● Source material

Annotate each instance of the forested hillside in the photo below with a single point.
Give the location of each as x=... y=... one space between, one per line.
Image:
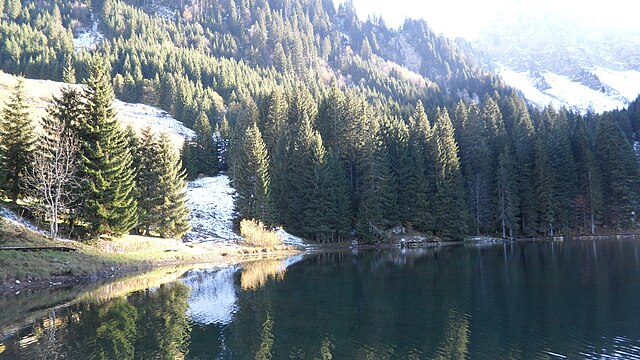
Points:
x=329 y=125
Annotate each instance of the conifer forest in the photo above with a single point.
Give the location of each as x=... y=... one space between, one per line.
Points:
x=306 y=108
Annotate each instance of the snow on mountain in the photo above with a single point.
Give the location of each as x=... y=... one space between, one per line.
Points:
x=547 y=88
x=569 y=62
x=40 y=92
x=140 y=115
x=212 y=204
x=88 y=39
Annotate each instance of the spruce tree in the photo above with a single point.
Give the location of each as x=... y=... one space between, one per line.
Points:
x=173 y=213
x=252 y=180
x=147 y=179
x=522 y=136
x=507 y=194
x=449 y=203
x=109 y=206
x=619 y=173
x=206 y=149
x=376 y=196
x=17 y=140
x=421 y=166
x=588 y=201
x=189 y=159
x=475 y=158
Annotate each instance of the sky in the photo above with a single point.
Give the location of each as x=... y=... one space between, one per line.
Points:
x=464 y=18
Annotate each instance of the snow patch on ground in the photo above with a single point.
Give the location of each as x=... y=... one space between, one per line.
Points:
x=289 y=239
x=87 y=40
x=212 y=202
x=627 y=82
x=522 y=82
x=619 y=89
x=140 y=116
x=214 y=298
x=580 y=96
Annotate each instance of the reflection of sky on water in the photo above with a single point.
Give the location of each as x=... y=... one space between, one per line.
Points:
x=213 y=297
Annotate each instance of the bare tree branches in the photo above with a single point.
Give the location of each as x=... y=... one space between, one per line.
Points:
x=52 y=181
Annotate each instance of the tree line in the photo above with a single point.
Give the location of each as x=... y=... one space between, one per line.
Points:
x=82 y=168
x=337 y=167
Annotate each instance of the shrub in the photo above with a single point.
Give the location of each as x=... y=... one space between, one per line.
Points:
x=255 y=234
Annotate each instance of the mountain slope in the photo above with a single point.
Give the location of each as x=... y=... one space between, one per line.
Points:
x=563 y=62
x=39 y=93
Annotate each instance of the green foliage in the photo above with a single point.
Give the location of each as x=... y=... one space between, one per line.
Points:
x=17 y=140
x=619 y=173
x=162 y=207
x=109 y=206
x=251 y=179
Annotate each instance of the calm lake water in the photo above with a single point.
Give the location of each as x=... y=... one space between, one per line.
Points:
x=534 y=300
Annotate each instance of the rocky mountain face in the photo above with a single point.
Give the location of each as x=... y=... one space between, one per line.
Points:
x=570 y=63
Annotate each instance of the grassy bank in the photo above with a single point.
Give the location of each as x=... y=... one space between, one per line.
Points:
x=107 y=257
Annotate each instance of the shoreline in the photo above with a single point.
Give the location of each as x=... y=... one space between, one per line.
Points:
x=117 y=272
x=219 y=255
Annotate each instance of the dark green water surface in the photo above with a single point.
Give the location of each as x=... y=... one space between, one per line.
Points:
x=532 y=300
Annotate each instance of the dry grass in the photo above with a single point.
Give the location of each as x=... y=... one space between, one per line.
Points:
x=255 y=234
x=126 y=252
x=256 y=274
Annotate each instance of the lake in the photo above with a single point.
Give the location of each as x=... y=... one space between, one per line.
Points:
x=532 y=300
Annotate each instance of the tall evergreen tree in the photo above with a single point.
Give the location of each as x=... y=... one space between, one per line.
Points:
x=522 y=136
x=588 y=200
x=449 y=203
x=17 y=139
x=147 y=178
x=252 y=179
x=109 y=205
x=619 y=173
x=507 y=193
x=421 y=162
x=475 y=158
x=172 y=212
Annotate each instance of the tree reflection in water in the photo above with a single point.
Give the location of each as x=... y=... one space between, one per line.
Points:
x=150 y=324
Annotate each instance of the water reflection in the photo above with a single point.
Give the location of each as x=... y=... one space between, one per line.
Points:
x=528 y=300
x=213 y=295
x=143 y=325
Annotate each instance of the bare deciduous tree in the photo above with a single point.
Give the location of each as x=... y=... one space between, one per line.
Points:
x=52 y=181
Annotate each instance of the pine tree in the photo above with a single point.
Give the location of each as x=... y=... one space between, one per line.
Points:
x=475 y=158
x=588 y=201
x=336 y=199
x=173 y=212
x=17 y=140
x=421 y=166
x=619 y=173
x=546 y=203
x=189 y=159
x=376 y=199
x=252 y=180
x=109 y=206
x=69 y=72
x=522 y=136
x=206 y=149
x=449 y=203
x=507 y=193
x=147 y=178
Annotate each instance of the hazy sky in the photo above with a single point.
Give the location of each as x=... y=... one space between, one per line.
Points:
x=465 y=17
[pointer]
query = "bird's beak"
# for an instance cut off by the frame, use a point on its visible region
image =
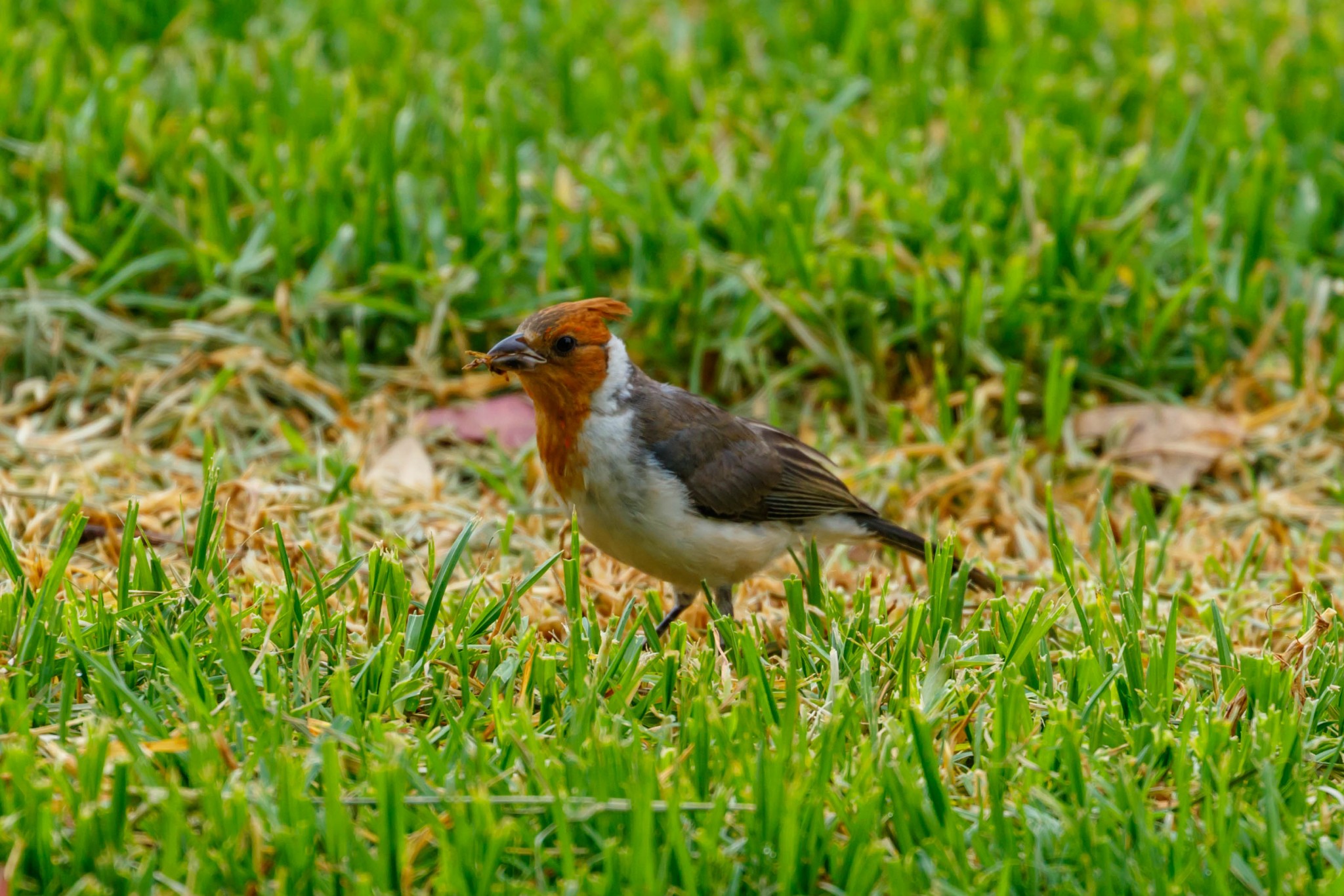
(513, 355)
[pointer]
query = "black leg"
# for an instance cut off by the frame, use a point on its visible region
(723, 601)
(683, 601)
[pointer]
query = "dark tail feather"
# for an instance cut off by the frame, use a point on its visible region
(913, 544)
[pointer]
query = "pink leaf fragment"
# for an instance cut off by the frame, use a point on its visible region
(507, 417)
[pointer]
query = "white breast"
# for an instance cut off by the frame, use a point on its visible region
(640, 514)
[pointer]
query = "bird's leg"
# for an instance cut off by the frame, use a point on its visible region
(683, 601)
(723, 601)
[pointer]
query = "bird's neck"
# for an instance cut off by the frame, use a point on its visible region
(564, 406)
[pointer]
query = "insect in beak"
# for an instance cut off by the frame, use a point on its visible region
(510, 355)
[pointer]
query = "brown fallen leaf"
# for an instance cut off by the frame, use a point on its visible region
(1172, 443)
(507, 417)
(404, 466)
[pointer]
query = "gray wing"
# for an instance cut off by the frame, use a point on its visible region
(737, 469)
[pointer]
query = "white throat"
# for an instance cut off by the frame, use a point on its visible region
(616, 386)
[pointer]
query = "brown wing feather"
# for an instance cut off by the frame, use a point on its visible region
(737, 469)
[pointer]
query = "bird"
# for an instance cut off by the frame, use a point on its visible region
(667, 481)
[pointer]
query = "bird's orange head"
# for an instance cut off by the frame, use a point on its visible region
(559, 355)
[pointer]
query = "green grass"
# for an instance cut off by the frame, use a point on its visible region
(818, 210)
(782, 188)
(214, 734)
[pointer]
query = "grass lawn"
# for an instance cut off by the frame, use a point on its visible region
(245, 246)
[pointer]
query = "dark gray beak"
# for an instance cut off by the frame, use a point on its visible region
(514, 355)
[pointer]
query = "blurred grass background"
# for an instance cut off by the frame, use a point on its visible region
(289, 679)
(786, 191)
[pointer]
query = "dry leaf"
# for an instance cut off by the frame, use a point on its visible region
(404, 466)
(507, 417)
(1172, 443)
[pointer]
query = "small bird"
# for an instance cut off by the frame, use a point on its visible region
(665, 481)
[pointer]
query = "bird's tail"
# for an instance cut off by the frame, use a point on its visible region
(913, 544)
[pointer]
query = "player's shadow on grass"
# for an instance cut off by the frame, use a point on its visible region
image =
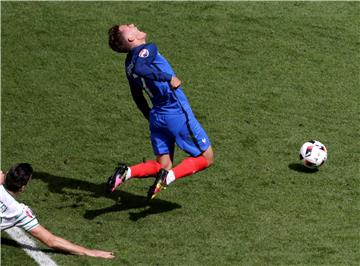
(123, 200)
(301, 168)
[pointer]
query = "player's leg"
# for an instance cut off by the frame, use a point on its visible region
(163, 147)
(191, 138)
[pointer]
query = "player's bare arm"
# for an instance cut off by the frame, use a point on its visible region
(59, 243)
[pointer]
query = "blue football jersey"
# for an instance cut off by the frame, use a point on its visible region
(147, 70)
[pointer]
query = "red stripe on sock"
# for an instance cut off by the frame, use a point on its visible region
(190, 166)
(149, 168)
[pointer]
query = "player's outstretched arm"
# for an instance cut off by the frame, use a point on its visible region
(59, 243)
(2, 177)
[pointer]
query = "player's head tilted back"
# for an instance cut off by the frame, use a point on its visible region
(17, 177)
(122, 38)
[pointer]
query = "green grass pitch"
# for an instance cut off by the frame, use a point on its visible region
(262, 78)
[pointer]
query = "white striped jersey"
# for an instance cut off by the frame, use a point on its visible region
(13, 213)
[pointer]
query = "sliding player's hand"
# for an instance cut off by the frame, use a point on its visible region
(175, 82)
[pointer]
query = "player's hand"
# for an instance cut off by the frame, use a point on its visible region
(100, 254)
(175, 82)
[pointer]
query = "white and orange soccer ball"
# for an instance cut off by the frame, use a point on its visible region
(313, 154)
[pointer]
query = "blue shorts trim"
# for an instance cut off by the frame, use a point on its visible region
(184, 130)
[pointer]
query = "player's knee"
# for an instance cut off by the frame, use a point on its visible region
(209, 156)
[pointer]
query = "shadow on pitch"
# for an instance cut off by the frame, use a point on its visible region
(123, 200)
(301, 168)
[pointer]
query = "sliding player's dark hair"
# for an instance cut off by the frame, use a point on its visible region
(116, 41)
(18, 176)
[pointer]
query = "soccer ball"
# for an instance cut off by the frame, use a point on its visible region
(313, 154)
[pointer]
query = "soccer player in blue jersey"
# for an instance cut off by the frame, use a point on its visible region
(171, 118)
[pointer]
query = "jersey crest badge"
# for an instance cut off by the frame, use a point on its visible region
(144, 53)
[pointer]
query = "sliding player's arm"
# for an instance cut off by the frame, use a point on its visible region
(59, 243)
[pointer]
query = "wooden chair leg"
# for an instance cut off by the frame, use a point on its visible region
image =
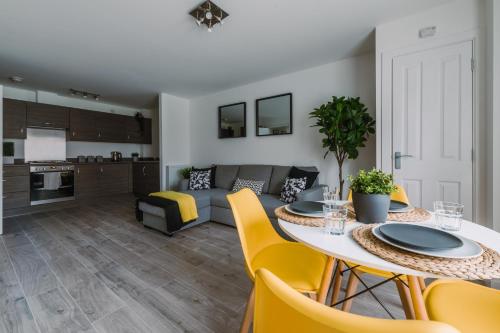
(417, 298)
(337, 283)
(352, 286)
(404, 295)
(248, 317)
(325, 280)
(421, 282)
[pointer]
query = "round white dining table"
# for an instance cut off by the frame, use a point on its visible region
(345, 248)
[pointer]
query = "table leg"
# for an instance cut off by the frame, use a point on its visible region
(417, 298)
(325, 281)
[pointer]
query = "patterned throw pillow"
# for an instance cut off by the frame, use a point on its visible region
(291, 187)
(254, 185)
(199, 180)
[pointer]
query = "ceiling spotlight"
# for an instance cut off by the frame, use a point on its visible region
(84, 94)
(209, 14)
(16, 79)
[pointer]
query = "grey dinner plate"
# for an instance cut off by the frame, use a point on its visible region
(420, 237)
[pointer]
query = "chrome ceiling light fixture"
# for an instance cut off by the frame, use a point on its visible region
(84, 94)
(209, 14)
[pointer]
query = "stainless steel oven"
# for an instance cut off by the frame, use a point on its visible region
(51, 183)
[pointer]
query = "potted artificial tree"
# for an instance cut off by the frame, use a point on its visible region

● Required task
Quote the material word for word, starting at its first line and ending with the line that contains "x=306 y=108", with both ends included. Leave the pictures out of your answer.

● Response to this exercise
Annotate each instance of the forested hillside in the photo below with a single point.
Give the location of each as x=... y=... one space between, one per line.
Image:
Points:
x=329 y=125
Annotate each instance of the conifer forest in the photo above with a single point.
Give the location of each as x=... y=... one space between, one per line.
Points:
x=306 y=108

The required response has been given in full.